- ВОПРОСЫ К МАТЕРИАЛУ:
**a.** Повторите дословно часть отрывка о Карлейле от слов "В то же время, когда" до слов "меру своих сил." включительно.
**b.** Перечислите всех людей, на которых, согласно отрывку о Карлейле, Карлейль оказал воздействие.

- ОТРЫВОК:
....................

Начало литературной карьеры Томаса Карлейля (1795—1881) положили перевод «Вильгельма Мейстера» (1824), удостоившийся авторизации, и жизнеописание Шиллера (1825), также получившее одобрение Гёте. В конце 20-х годов Карлейль публикует очерки «Знамения времени» (1829), а в начале 30-х годов принимается за философский роман «Сартор Ресартус, или Перекроенный портной» (1837). Значительная известность и авторитет пришли к Карлейлю с публикацией его «Истории Французской революции» (1837), книг «Герои и почитание героического» (1841), «Прошлое и настоящее» (1843).
Многое у Карлейля относится уже к другой эпохе, но всегда он воспринимался как романтик, для которого характерны неприятие рационализма и критика буржуазности. «Томасу Карлейлю принадлежит та заслуга, что он выступил в литературе против буржуазии в то время, когда ее представления, вкусы и идеи полностью подчинили себе всю официальную английскую литературу; причем выступления его носили иногда даже революционный характер. Это относится к его истории Французской революции, к его апологии Кромвеля, к брошюре о чартизме, к «Прошлому и настоящему». Но во всех этих произведениях критика современности тесно связана с на редкость антиисторическим апофеозом средневековья, встречающимся, впрочем, часто и у английских революционеров, например у Коббета, и у некоторой части чартистов» (Маркс К., Энгельс Ф. Соч. 2-е изд. Т. 7. С. 268). Карлейль показал бесчеловечную, отчуждающую тенденцию буржуазного преуспеяния. Он первый столь подробно и выразительно описал диалектику приобретений и утрат в ходе исторического прогресса. Некоторые строки из «Прошлого и настоящего» Маркс и Энгельс использовали как яркую характеристику собственнического — обедняющего — богатства. Положение Карлейля о том, что в мире чистогана продается все, вошло в «Манифест Коммунистической партии». Карлейль оказал воздействие на Джона Стюарта Милля и на Герцена, на Диккенса и на Толстого, на Лонгфелло и на Уитмена, который дал объективную оценку Карлейля, пророчески указав, однако, что людям будущего уже трудно будет понять значение этого человека для современников. Действительно, из тридцати томов, оставленных Карлейлем, мало что существует сегодня в реальном обращении. Остались антологические отрывки и антибуржуазный пафос мысли, заставившей многих задуматься над ценой преуспеяния.
В то же время, когда от реакционности историко-философской Карлейль переходил к реакционности чисто политической, «в обыденном значении слова», как назвал это Ленин, характеризуя «экономический романтизм», Маркс и Энгельс выступали с его резкой критикой. «Карлейль жалуется на суетность и пустоту века, на внутреннюю гнилостность всех социальных установлений. Жалоба эта справедлива, но одними жалобами ничего не сделаешь; чтобы избавиться от зла, надо отыскать его причину» — эти слова Энгельса из статьи о Карлейле (Маркс К., Энгельс Ф. Соч. 2-е изд. Т. 1. С. 590) были знамением наступающего нового времени и вместе с ним нового — историко-диалектического — понимания судеб человечества, понимания, в развитие которого английские романтики внесли, однако, существенный вклад в меру своих сил.

....................

- ДАННЫЕ ДЛЯ АНАЛИЗА:
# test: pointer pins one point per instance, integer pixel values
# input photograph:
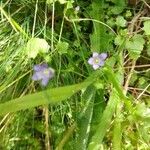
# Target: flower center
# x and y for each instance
(46, 72)
(96, 60)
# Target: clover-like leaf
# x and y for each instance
(146, 27)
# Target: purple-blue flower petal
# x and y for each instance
(42, 73)
(95, 54)
(103, 56)
(40, 67)
(44, 81)
(95, 66)
(90, 61)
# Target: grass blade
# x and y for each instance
(52, 96)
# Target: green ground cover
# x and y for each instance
(74, 74)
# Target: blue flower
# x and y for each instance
(97, 60)
(42, 73)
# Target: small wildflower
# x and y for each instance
(42, 73)
(77, 8)
(97, 60)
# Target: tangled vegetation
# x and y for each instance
(74, 75)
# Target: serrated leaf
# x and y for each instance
(146, 27)
(36, 46)
(135, 46)
(120, 21)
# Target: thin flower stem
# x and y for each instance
(129, 77)
(47, 136)
(34, 23)
(52, 35)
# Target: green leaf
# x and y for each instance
(146, 27)
(84, 121)
(120, 21)
(36, 46)
(148, 49)
(62, 47)
(105, 122)
(119, 40)
(135, 45)
(51, 96)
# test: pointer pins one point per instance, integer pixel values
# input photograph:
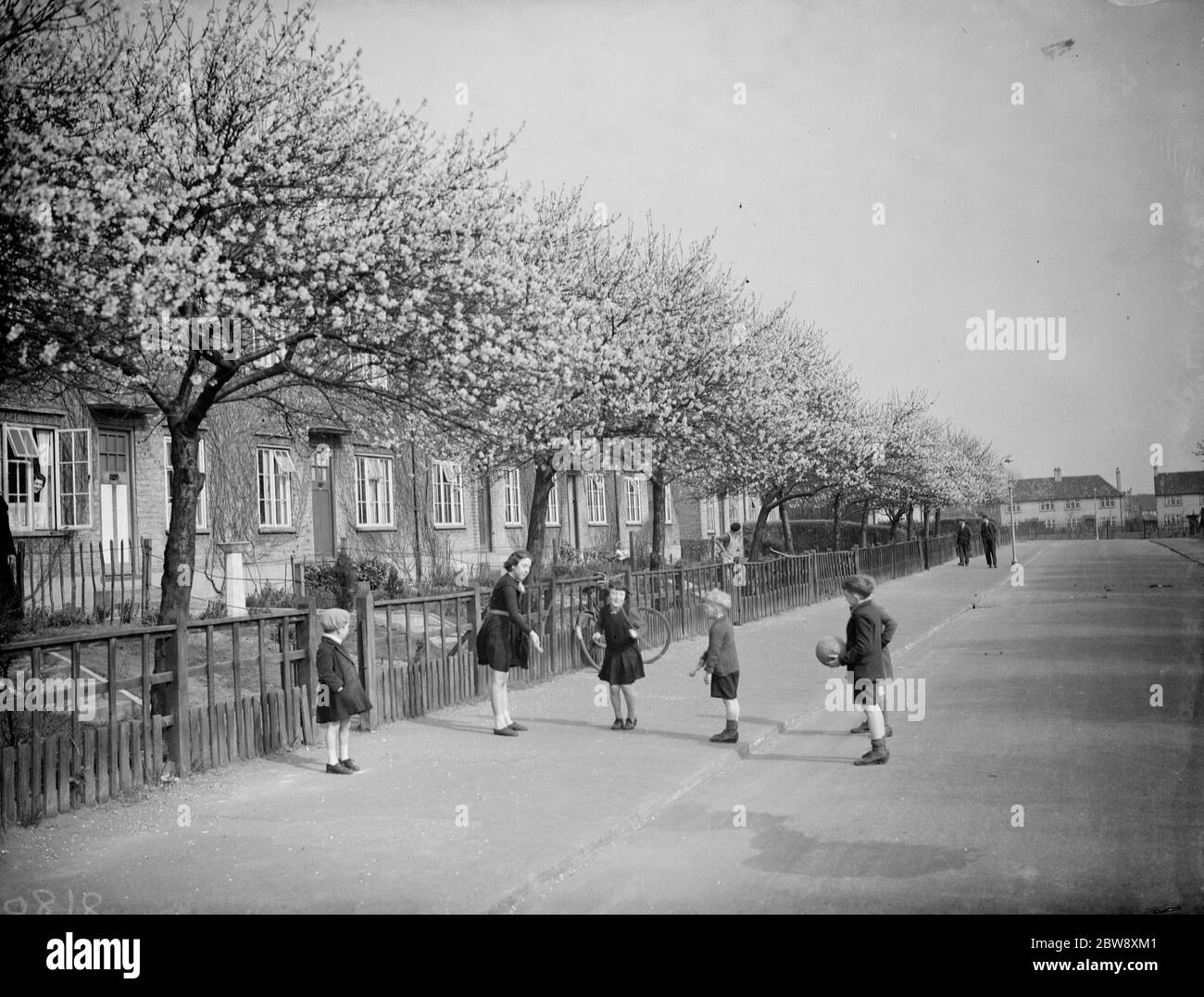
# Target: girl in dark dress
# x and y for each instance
(619, 629)
(341, 696)
(504, 640)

....................

- ОТВЕТЫ К УПРАЖНЕНИЮ:
**a.**
В то же время, когда от реакционности историко-философской Карлейль переходил к реакционности чисто политической, «в обыденном значении слова», как назвал это Ленин, характеризуя «экономический романтизм», Маркс и Энгельс выступали с его резкой критикой. «Карлейль жалуется на суетность и пустоту века, на внутреннюю гнилостность всех социальных установлений. Жалоба эта справедлива, но одними жалобами ничего не сделаешь; чтобы избавиться от зла, надо отыскать его причину» — эти слова Энгельса из статьи о Карлейле (Маркс К., Энгельс Ф. Соч. 2-е изд. Т. 1. С. 590) были знамением наступающего нового времени и вместе с ним нового — историко-диалектического — понимания судеб человечества, понимания, в развитие которого английские романтики внесли, однако, существенный вклад в меру своих сил.

**b.** Джон Стюарт Милль, Герцен, Диккенс, Толстой, Лонгфелло, Уитмен.